# Best chain tensioner for single speed full suspension bike?



## Speeder500 (Oct 9, 2012)

Can someone tell me what the best chain tensioner is for a single speed freewheel? My bike fits a normal rear derailleur.

From my research it seems the best is the Yess ETR/D full suspension chain tensioner.

ETR/D Full Suspension Chain Tensioner | Yess Products Ltd.

Am I right that this is the best one, or is there a better one I am missing?

Thanks.


----------



## Saddle Up (Jan 30, 2008)

The Paul Comp. Melvin works great. I should have never sold this bike.


Rocky Mountain Element 30 Full Suspension Single Speed by SaddleUpBike, on Flickr


----------



## dbhammercycle (Nov 15, 2011)

Saddle Up said:


> The Paul Comp. Melvin works great. I should have never sold this bike.
> 
> 
> Rocky Mountain Element 30 Full Suspension Single Speed by SaddleUpBike, on Flickr


You say that about all the Rockies you post.


----------



## mcoplea (Nov 11, 2004)

Just do this! Rad Ross' Sweet FS Singlespeed - 'Rad' Ross Schnell all set for Singlespeed World Champs - BikeRadar


----------



## jds2835 (May 22, 2011)

I have a yess ertd on my anthem 27.5. It works great.


----------



## Tyrone Shoelaces (Nov 6, 2006)

I just used a Yess EtRd on 140mm travel Trance and raced Downieville All Mountain world champs on it without any issue. I put gears back on this bike but it was damn smooth and silent with the Yess


----------



## MarcusSommers (Sep 11, 2008)

I have a Speedgoat Asylum, basically a titus 29er, that I have run for years with a SRAM short cage road derailleur as a chain tensioner. I have made some random modifications to it over the years, and am now using it with a NW chainring. Silent and no drops. 

I saw the YESS products at interbike several years ago, and they looked great, but just never bought one. That giant trance looks awesome with it. 

I revalved a fox RP3 for my bike, because while the tensioner worked great, the FSR design works best in the saddle for climbing. So I added several spacers under the poppet spring to make pro pedal crazy firm for climbing. This made a huge difference, and if you have a very active bike and plan to keep it SS, a custom shock tune really helps.


----------



## Saul Lumikko (Oct 23, 2012)

Just an old rear derailleur works very well. You can fix it in one position with the high and low screws. Might need longer ones, though.


----------



## Speeder500 (Oct 9, 2012)

Saul Lumikko said:


> Just an old rear derailleur works very well. You can fix it in one position with the high and low screws. Might need longer ones, though.


Actually that is what I decided to do. I have custom sized dropouts on my bike and I wasn't sure if I would be able to easily line up my chain.

So I saw the zee derailleur was a clutch type and also very short. So I said for $68 dollars why don't I just buy this as it is cheaper than a lot of the single speeds, plus I get to line up my chain perfectly and easily, and being a clutch type it may just hold the chain better for my 10 inches of rear travel.

◇ ◇ ◇

== REQUIRED ACTIONS ==
**1.** Answer these questions from the chain tensioner thread:
(a) According to the original poster's research, which chain tensioner seemed to be the best?
(b) On what bike does jds2835 have a Yess tensioner?
(c) How much rear travel does the original poster's bike have?
**2.** List each line of the rows below that contains the string "query".

== TASK MATERIAL ==
◇ ◇ ◇

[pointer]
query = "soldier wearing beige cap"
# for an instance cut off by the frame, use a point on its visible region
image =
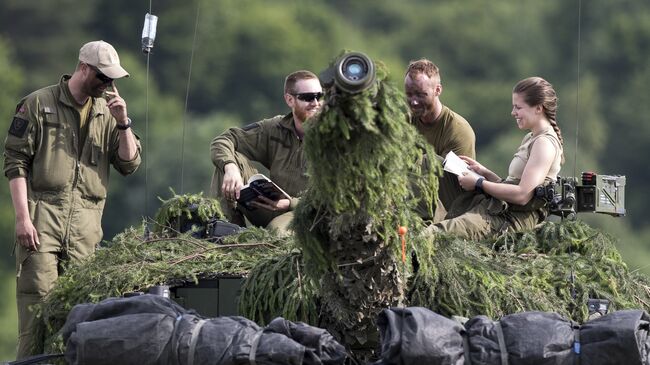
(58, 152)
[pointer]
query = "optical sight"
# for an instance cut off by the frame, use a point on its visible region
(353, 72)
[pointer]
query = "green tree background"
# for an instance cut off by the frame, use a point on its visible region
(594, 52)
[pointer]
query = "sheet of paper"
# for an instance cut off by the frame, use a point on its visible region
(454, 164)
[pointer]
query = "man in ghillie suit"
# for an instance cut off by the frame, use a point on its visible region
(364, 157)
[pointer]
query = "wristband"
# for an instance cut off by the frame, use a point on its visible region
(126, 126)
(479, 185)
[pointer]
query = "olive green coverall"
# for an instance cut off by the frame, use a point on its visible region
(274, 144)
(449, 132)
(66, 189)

◇ ◇ ◇

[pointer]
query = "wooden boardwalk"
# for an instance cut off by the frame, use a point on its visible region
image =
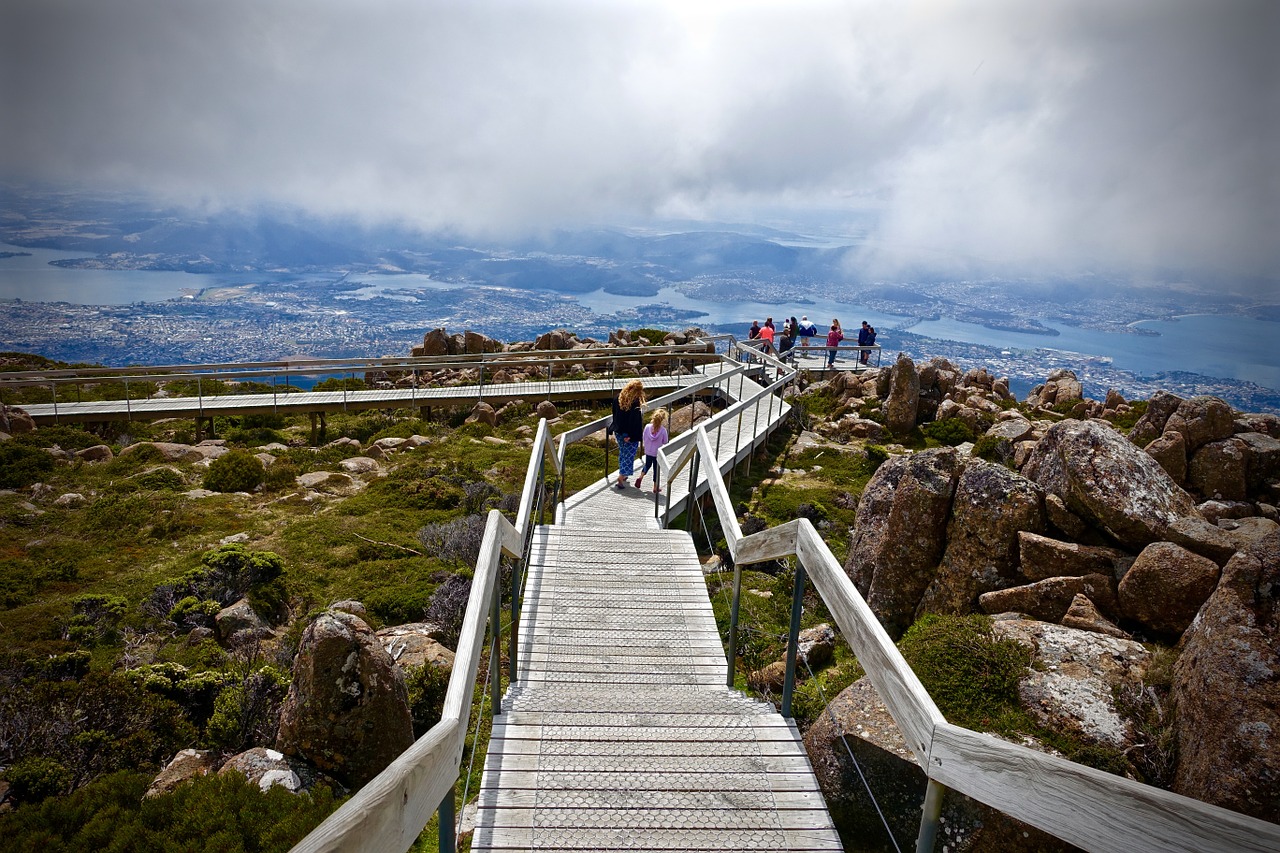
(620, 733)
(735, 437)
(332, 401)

◇ ◇ ◇

== RESULTS ==
**1.**
(a) The Yess ETR/D full suspension chain tensioner.
(b) An Anthem 27.5.
(c) 10 inches.

**2.**
query = "soldier wearing beige cap"
query = "optical sight"
query = "green tree background"
query = "sheet of paper"
query = "man in ghillie suit"
query = "wristband"
query = "olive green coverall"
query = "wooden boardwalk"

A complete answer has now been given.